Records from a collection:
- Opening Delimiter -

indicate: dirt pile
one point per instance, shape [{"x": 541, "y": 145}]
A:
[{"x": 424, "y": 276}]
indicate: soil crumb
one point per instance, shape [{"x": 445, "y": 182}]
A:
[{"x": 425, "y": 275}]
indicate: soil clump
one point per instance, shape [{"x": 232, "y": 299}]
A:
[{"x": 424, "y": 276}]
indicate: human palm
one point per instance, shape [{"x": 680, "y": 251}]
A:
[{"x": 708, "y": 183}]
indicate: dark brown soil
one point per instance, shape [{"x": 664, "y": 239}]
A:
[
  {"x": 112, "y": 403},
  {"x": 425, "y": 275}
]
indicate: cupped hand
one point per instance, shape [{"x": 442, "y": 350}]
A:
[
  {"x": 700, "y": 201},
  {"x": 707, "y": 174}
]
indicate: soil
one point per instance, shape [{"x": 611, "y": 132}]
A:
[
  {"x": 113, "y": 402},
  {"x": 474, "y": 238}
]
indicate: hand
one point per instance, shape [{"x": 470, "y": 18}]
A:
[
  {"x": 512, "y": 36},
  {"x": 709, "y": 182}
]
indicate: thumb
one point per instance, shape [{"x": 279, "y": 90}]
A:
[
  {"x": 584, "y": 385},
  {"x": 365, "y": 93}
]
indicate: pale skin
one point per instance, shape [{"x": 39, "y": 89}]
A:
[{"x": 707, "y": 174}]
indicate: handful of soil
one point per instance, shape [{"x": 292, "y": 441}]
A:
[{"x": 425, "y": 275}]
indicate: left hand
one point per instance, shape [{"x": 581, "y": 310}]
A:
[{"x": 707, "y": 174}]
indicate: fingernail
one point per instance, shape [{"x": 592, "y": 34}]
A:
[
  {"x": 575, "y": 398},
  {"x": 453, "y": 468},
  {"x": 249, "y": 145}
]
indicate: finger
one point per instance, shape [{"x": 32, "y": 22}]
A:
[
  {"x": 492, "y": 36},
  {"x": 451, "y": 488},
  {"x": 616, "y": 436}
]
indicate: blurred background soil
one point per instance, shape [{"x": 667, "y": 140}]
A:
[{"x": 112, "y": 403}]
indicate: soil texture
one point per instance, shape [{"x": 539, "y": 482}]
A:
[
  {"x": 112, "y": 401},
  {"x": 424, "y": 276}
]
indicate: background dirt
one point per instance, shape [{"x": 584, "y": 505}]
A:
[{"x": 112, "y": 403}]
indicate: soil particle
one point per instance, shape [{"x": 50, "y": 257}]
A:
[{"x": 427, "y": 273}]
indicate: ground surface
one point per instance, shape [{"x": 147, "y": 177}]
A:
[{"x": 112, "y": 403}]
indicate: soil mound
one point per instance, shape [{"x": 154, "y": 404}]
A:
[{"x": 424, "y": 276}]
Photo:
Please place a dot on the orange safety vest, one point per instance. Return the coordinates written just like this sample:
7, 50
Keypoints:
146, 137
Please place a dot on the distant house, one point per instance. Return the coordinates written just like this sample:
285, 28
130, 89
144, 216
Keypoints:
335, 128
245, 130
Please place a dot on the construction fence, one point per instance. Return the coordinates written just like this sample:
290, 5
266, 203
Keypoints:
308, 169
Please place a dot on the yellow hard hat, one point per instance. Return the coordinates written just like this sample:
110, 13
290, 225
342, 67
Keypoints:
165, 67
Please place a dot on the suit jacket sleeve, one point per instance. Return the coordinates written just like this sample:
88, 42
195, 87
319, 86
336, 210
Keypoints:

- Closing Delimiter -

WORK REQUIRED
What is needed is a word-for-word restatement of all the data.

ANSWER BOX
indicate: dirt pile
one point per instance, shape [{"x": 541, "y": 145}]
A:
[{"x": 424, "y": 276}]
indicate: soil crumb
one point per instance, shape [{"x": 445, "y": 182}]
A:
[{"x": 425, "y": 275}]
indicate: soil clump
one point per instance, shape [{"x": 232, "y": 299}]
A:
[{"x": 424, "y": 276}]
indicate: human palm
one point per instance, shape [{"x": 680, "y": 251}]
A:
[{"x": 708, "y": 183}]
indicate: dark brown soil
one point per instance, shape [{"x": 664, "y": 239}]
A:
[
  {"x": 112, "y": 403},
  {"x": 425, "y": 275}
]
indicate: cupped hand
one point per instance, shape [{"x": 442, "y": 350}]
A:
[
  {"x": 700, "y": 201},
  {"x": 707, "y": 174}
]
indicate: soil
one point per instance, shape [{"x": 611, "y": 132}]
A:
[
  {"x": 113, "y": 402},
  {"x": 474, "y": 238}
]
indicate: hand
one point per instance, shape [{"x": 470, "y": 18}]
A:
[
  {"x": 512, "y": 36},
  {"x": 709, "y": 182}
]
indicate: thumb
one point per instance, shape [{"x": 279, "y": 90}]
A:
[
  {"x": 584, "y": 385},
  {"x": 365, "y": 93}
]
indicate: pale skin
one point per instance, shape [{"x": 39, "y": 89}]
A:
[{"x": 707, "y": 174}]
indicate: handful of soil
one point per instance, shape [{"x": 292, "y": 441}]
A:
[{"x": 425, "y": 275}]
indicate: left hand
one point per instance, shape [{"x": 581, "y": 310}]
A:
[{"x": 707, "y": 174}]
indicate: fingernail
one point per instance, shape [{"x": 592, "y": 34}]
A:
[
  {"x": 575, "y": 398},
  {"x": 453, "y": 468},
  {"x": 249, "y": 145}
]
indicate: finger
one point per instance, shape [{"x": 32, "y": 22}]
A:
[
  {"x": 492, "y": 36},
  {"x": 451, "y": 488},
  {"x": 616, "y": 436}
]
indicate: blurred background soil
one point per instance, shape [{"x": 667, "y": 140}]
A:
[{"x": 112, "y": 403}]
indicate: soil texture
one point per instance, shape [{"x": 539, "y": 482}]
A:
[
  {"x": 112, "y": 401},
  {"x": 424, "y": 276}
]
indicate: background dirt
one point per instance, shape [{"x": 584, "y": 505}]
A:
[{"x": 112, "y": 403}]
indicate: soil particle
one point per instance, shape [{"x": 50, "y": 257}]
A:
[{"x": 427, "y": 273}]
indicate: ground surface
one point per instance, shape [{"x": 147, "y": 177}]
A:
[{"x": 112, "y": 403}]
indicate: soil mound
one point per instance, shape [{"x": 154, "y": 404}]
A:
[{"x": 424, "y": 276}]
Photo:
Please place a dot on the orange safety vest, one point per instance. Return the coordinates written just like this sample:
7, 50
Keypoints:
146, 137
Please place a dot on the distant house, one point per instance. Return the coordinates written just like this sample:
285, 28
130, 89
144, 216
Keypoints:
335, 128
245, 130
Please place a dot on the construction fence, one point per instance. Return the coordinates written just like this sample:
290, 5
266, 203
Keypoints:
308, 169
Please place a dot on the yellow hard hat, one point per instance. Return the coordinates written just like this sample:
110, 13
290, 225
342, 67
Keypoints:
165, 67
Please place a dot on the suit jacket sleeve, one point per instance. Return the coordinates written just like this sample:
88, 42
195, 87
319, 86
336, 210
Keypoints:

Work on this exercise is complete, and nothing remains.